■ Items listed in a dataset:
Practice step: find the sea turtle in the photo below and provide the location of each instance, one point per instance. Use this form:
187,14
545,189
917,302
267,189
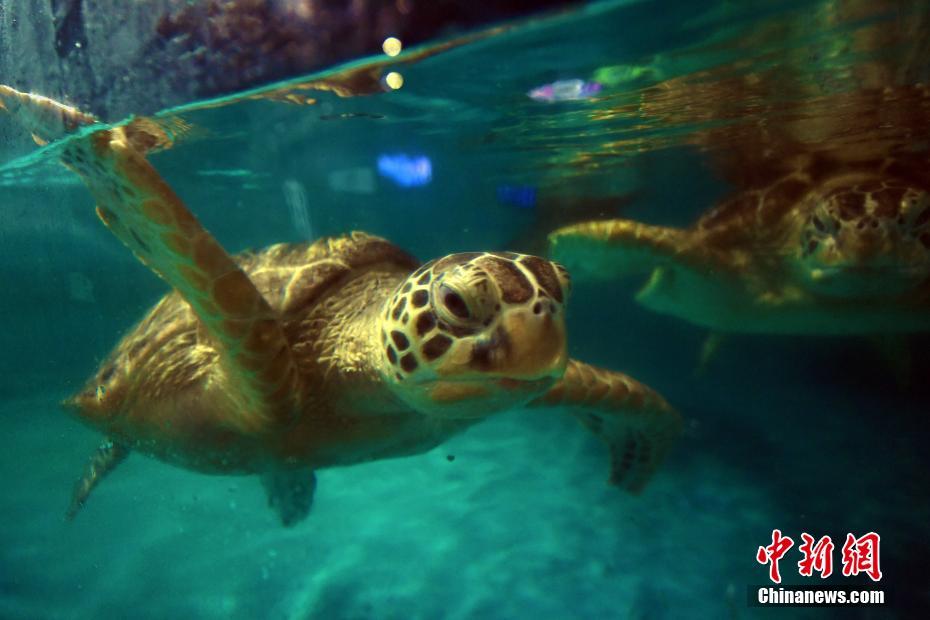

■ What to do: Send back the data above verbatim, leaving out its pictures.

■ Written reply:
Practice step: find the sea turtle in the photo below and provide the location of each instance, one point per instance. Use this form:
187,14
545,189
917,302
267,189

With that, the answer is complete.